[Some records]

********

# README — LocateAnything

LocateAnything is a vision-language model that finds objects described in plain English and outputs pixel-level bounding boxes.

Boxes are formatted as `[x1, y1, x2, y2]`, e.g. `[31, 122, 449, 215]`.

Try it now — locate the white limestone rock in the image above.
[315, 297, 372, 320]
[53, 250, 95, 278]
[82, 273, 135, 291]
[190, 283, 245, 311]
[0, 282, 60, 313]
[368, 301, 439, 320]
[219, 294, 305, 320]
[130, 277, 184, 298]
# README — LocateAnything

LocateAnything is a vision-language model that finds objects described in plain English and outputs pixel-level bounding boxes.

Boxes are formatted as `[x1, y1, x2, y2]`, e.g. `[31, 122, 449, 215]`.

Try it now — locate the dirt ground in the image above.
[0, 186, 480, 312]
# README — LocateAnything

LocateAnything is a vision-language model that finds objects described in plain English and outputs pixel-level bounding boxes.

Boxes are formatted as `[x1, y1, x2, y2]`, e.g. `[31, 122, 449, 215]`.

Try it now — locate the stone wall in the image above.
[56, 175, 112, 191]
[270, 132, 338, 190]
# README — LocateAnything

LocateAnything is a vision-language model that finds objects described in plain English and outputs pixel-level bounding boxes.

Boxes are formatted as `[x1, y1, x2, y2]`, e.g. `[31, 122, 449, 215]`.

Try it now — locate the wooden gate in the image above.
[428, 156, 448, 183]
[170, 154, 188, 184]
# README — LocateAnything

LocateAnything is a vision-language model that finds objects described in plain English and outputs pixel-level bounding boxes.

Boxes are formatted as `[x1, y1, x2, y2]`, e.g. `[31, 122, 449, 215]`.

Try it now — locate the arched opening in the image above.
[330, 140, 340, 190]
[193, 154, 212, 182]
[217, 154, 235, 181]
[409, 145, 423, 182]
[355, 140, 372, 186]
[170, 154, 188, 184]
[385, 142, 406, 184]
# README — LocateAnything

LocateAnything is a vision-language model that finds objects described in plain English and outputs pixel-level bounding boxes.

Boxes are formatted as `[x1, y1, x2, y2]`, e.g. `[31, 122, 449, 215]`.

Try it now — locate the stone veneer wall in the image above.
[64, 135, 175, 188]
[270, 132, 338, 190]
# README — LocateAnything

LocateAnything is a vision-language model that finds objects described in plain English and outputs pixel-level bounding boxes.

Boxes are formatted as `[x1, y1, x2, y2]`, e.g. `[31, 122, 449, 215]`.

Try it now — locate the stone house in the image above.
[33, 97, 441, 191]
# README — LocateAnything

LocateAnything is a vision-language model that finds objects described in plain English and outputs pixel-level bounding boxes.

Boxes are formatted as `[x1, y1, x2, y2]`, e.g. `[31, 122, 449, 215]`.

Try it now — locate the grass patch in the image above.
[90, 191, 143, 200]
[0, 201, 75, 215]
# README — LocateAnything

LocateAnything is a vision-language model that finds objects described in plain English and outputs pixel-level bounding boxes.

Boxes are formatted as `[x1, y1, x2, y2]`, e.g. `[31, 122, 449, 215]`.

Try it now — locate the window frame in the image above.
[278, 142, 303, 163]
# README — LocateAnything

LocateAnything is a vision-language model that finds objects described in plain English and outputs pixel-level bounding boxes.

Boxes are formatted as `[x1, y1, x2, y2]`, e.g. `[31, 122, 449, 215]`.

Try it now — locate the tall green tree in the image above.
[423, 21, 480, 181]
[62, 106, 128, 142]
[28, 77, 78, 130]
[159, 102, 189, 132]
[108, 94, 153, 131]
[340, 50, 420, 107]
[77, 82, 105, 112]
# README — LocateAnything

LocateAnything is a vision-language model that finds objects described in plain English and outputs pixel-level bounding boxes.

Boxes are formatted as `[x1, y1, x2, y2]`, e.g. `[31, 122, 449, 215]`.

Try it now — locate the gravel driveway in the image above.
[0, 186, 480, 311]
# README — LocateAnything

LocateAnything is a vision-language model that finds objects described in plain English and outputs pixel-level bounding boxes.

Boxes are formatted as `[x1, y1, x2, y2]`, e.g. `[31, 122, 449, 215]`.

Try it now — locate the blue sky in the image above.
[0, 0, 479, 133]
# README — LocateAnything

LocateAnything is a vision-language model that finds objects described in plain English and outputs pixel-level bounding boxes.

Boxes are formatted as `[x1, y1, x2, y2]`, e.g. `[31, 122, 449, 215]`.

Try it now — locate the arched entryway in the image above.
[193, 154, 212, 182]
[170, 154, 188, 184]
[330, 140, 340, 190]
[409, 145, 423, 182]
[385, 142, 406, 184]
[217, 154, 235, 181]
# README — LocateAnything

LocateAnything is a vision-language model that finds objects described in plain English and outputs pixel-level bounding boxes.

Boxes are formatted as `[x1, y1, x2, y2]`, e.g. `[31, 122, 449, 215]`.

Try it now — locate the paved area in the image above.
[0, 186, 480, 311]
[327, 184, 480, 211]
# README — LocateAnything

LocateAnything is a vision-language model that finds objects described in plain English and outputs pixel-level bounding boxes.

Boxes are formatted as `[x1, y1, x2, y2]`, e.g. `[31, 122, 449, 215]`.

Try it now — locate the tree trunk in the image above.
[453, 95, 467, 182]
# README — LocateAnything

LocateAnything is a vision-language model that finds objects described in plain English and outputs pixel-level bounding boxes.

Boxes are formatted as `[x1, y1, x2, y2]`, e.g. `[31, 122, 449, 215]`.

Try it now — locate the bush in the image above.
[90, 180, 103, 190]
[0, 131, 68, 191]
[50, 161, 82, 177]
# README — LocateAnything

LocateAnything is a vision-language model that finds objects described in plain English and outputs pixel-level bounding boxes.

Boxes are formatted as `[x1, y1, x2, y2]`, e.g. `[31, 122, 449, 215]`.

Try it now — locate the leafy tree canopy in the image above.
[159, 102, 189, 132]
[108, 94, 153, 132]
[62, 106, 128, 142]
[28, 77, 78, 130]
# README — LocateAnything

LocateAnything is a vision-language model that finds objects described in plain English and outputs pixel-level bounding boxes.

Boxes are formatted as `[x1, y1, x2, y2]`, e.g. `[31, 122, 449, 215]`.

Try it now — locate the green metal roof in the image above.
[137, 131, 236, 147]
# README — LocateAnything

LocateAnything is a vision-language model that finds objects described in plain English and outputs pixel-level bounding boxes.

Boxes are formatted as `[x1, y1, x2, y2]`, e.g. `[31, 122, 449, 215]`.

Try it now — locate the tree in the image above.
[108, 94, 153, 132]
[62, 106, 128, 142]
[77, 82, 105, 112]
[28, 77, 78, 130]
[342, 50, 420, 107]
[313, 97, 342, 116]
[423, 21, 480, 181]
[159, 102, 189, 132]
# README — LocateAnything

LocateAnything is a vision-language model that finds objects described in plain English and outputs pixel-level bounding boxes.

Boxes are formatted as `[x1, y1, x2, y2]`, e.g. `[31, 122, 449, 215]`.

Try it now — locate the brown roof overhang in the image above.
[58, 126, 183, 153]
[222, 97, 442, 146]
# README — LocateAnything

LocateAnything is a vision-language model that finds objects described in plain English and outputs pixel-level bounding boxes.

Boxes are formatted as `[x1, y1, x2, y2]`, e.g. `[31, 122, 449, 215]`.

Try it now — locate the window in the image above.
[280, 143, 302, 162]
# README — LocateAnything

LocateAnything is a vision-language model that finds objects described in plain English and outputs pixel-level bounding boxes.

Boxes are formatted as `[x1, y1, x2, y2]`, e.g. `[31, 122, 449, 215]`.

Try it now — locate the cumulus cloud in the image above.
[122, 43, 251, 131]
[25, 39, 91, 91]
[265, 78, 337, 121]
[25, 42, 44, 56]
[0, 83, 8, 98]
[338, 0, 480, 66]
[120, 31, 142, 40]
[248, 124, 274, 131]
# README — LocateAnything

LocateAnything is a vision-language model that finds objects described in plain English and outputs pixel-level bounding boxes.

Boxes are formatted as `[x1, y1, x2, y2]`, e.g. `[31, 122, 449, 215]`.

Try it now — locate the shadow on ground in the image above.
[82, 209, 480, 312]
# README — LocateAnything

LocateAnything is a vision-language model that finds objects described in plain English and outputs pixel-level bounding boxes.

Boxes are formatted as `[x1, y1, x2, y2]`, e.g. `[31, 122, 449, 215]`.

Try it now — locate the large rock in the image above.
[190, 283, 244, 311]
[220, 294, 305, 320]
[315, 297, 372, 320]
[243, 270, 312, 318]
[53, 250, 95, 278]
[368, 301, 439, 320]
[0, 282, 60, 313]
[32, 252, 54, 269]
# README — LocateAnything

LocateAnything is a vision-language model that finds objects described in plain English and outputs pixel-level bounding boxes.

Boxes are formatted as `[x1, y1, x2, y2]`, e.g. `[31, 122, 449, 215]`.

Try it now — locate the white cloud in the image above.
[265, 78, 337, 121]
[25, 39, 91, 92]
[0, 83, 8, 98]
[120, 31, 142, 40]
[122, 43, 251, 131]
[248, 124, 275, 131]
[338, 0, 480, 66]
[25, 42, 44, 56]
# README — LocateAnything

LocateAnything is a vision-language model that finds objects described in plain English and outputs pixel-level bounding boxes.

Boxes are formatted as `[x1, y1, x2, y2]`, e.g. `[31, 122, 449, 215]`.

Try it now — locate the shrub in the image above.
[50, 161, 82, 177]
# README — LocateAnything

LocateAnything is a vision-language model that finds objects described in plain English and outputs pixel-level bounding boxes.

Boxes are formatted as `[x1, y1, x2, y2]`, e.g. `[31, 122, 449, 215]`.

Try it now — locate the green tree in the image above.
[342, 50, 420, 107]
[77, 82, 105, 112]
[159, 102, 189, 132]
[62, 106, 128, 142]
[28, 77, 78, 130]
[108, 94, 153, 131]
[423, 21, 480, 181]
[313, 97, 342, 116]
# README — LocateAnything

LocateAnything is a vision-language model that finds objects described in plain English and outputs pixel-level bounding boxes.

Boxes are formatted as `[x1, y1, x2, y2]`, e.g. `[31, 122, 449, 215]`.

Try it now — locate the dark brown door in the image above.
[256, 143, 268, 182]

********

Rewrite everything from the start of the records down to the line containing "[82, 273, 135, 291]", both ends included, offsetting every bounding box coordinate in the answers by -19.

### ANSWER TO THIS TASK
# README — LocateAnything

LocateAnything is a vision-language model that finds objects described in plain English and outputs pixel-level bounding boxes.

Boxes are formatted as `[x1, y1, x2, y2]`, e.g. `[31, 122, 449, 215]`.

Try it now — locate the white limestone rock in the image above.
[296, 278, 353, 301]
[34, 231, 76, 259]
[63, 254, 116, 272]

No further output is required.